Quoted passage:

0 users found this review helpful
Reviewed On: Sep. 26, 2013
Terri's Sloppy Joes
Yummy, yummy. I used the basic recipe, 3 parts ketchup to 1 part bbq sauce plus 1T sugar (I used brown), 1T mustard (dijon), 1T vinegar (cider). In addition to the onion I chopped super fine 1 stalk of celery, 1 carrot, 1/4 c green pepper, 1 clove minced garlic. Cooked the veggies about 8 minutes in olive oil to soften them before adding the meat to brown. Veggies were well-hidden from the anti-veggie teen son but I feel it made things a bit healthier. Because my hubby was late coming home I left it simmering almost 1 hour so I added 1c water to keep it 'sloppy'. For the bun, I could eat this with a fork alone!

3 users found this review helpful
Reviewed On: Dec. 20, 2012
Charleston Shrimp 'n' Gravy
Yum! I have no idea if this was authentic, but it certainly was TASTY! Even my picky teenage son said is was great. Followed the directions closely, except had to substitute red bell pepper for green as that was that all I had on hand. When making the roux (my first time to make a roux) be patient and cook it medium-low as directed, I turned it up and almost scorched it. Served it with grits and it was excellent. Definately making this recipe again.

Data provided:
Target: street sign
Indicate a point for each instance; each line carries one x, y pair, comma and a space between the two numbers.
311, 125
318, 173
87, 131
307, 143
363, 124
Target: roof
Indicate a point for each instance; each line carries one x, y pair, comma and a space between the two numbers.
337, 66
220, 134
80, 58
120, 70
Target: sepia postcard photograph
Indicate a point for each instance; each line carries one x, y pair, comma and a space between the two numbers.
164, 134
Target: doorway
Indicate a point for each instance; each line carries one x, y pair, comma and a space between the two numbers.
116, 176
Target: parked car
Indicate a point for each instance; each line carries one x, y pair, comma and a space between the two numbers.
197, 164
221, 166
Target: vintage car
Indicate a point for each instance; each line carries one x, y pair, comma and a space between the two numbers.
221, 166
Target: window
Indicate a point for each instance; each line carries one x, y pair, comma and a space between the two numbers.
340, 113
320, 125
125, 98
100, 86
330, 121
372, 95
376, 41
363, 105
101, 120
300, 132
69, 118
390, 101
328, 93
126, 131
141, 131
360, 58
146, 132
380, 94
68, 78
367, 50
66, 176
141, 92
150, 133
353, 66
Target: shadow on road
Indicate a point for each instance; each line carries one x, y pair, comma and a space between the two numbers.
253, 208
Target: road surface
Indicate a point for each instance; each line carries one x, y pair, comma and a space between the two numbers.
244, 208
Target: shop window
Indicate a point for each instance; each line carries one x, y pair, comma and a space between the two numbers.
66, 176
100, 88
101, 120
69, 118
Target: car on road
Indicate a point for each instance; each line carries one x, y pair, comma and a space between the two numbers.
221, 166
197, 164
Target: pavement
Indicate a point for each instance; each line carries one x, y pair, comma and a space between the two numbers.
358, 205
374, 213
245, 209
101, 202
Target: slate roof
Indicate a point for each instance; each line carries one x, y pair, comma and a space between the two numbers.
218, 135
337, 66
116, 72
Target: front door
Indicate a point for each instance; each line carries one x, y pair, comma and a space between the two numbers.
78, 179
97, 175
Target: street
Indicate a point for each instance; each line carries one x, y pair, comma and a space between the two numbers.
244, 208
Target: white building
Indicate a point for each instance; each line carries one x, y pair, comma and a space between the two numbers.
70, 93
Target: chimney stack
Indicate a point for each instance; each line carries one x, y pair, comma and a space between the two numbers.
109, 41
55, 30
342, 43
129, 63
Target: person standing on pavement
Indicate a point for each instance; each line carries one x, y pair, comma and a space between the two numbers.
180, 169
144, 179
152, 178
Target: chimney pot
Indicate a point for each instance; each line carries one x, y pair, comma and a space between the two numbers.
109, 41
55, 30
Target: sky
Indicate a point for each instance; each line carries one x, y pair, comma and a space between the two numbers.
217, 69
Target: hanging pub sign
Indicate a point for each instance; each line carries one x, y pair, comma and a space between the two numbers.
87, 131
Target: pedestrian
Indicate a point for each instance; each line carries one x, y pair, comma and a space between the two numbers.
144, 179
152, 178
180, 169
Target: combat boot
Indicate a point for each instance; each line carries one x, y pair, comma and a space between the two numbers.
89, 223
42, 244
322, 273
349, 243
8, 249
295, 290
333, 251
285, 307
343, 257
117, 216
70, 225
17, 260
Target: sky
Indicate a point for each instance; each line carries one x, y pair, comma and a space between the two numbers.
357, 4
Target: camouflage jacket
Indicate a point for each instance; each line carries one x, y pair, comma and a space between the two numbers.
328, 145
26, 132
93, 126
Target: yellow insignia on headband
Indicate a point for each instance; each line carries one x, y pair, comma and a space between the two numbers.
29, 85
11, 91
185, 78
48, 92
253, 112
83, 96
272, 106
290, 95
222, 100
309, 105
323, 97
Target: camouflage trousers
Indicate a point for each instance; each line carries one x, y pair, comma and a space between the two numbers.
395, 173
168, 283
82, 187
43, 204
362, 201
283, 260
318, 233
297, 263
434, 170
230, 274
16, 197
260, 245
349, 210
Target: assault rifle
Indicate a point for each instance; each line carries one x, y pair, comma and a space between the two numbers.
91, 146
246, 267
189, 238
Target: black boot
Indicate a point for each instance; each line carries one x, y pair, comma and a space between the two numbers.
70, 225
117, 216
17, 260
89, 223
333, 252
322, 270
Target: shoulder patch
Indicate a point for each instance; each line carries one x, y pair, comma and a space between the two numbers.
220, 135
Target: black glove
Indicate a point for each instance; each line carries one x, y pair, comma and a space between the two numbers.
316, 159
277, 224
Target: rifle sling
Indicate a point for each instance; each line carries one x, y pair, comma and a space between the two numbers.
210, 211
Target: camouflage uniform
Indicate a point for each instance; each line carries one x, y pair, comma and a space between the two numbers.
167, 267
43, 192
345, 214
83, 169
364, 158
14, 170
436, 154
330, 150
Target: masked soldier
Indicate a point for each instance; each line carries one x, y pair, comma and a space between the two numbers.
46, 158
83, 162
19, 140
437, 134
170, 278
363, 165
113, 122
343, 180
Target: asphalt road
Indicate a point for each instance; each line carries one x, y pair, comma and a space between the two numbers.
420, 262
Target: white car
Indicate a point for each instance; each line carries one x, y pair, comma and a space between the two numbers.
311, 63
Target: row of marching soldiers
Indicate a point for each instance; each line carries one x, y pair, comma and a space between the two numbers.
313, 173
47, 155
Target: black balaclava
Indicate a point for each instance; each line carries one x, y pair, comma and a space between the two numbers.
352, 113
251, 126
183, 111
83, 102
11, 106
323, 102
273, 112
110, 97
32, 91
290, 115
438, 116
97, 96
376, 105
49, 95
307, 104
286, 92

Assigned task:
In the recipe reviews, list the four ingredients that the Sloppy Joes reviewer chopped super fine in addition to the onion, with the amount given for each.

Task answer:
- 1 stalk of celery
- 1 carrot
- 1/4 c green pepper
- 1 clove minced garlic